___ EXERCISE MATERIAL

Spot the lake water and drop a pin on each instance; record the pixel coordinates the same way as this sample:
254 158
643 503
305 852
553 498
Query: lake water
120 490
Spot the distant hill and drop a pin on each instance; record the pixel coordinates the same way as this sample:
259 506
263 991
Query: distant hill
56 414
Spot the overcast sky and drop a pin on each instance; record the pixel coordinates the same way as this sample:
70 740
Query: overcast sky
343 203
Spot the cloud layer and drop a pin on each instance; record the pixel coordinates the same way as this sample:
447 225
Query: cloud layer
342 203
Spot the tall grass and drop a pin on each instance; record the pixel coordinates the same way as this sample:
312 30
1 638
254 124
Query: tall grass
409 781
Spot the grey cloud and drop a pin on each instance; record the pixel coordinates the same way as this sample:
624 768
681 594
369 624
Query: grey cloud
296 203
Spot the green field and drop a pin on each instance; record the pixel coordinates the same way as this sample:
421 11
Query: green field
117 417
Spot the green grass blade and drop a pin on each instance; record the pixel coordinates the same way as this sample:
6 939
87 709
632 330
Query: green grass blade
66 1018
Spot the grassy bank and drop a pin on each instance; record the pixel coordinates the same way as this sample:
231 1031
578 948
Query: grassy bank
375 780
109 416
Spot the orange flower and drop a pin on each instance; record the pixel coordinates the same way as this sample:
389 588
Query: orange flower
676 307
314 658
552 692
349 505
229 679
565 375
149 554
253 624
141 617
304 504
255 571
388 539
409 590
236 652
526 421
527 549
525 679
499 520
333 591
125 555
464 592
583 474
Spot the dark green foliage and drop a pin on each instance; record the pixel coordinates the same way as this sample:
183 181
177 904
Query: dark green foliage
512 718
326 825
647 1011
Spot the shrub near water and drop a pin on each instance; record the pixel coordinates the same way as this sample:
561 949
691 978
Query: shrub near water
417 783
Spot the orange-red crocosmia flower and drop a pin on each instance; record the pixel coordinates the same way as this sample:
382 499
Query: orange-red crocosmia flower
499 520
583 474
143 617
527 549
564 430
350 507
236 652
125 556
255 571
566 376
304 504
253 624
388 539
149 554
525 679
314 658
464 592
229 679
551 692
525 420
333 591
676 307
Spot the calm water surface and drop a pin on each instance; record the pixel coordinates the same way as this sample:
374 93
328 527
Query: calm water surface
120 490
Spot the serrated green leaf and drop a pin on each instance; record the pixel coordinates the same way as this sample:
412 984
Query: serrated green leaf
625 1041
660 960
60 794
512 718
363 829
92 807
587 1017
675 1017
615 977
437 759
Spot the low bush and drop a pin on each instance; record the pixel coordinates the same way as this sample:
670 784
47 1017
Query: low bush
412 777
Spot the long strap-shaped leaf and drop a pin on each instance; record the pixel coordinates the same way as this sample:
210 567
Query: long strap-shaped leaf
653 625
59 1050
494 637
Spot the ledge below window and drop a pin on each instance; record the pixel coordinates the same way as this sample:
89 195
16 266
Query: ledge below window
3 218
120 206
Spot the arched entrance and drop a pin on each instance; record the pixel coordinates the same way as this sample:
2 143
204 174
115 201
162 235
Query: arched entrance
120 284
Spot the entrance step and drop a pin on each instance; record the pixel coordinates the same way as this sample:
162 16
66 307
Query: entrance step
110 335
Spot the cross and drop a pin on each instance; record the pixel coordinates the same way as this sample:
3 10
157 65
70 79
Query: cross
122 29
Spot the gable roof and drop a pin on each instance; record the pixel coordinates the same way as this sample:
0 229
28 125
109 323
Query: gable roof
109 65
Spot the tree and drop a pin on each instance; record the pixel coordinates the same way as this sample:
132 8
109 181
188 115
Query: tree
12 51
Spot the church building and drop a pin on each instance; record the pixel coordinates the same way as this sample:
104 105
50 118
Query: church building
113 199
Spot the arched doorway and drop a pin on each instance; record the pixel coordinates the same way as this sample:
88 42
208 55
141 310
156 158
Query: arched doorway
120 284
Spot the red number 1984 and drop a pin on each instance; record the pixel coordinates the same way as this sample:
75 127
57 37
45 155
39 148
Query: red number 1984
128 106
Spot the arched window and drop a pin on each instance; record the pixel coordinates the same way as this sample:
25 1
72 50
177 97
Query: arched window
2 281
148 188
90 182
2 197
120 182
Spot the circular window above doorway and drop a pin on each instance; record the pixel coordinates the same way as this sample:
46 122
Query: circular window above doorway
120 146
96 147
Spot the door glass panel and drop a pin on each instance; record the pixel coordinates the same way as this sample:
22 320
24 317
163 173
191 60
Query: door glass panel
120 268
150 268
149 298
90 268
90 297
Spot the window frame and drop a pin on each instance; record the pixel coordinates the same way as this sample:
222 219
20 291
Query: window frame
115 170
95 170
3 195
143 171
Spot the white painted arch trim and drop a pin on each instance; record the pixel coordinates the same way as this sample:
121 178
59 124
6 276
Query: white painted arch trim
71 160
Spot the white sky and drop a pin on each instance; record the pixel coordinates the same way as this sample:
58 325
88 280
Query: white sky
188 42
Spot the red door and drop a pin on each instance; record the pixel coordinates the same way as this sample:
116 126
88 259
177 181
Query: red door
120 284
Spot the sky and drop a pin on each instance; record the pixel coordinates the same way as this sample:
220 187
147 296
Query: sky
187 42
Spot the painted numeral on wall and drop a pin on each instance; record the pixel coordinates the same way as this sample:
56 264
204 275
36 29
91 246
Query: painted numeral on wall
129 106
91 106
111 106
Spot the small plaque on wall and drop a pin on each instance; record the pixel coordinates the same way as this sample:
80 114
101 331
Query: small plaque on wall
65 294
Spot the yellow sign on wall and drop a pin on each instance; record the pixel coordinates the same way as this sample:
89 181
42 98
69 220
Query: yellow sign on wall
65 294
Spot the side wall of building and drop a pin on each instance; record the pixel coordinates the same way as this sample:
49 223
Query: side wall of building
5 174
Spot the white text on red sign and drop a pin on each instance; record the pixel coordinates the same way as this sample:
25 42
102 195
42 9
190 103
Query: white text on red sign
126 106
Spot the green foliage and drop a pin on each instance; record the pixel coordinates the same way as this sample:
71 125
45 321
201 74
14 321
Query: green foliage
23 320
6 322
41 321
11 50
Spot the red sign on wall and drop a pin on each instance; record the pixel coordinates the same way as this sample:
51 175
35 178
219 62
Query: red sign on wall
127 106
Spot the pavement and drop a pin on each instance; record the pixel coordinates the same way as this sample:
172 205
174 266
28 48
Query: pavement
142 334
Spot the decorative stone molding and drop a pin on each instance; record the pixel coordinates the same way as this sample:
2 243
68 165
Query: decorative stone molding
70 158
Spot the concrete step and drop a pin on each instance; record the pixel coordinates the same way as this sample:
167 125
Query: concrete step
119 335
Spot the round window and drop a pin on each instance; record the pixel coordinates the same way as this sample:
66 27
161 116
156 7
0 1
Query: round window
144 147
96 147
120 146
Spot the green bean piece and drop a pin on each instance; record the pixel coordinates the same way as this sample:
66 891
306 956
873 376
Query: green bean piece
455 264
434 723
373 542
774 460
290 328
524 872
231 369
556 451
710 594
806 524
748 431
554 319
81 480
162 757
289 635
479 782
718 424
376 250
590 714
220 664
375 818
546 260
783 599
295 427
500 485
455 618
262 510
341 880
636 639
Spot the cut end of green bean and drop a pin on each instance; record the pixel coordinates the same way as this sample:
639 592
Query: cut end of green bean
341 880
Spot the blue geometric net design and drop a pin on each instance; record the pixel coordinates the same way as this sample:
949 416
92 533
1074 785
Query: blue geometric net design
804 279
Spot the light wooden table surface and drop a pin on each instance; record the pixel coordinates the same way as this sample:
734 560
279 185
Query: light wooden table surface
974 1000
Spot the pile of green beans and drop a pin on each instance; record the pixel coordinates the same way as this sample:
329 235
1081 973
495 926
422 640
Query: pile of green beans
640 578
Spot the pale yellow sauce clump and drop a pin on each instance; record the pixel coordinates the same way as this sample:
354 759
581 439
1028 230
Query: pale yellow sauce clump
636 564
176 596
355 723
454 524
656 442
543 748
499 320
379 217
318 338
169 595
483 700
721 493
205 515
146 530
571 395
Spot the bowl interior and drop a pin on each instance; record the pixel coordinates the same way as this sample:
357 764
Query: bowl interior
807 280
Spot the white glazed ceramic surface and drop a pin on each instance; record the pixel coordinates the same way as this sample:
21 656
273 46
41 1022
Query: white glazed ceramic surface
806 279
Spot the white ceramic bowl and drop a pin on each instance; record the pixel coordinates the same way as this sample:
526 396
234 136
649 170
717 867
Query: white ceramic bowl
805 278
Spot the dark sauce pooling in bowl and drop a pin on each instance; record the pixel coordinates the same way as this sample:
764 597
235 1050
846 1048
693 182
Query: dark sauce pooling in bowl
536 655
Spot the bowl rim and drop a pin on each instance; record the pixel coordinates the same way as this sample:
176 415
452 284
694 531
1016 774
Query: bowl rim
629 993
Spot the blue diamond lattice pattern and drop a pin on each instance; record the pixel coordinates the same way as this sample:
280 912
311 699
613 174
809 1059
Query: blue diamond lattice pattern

______

TASK OBJECTIVE. When a line in the data contains the string "diamond", copy that line.

RESULT OF THIS EXERCISE.
Spot the blue diamond lattice pattern and drop a pin on each instance; record the pixel coordinates the same way as this sample:
Query: blue diamond lattice pattern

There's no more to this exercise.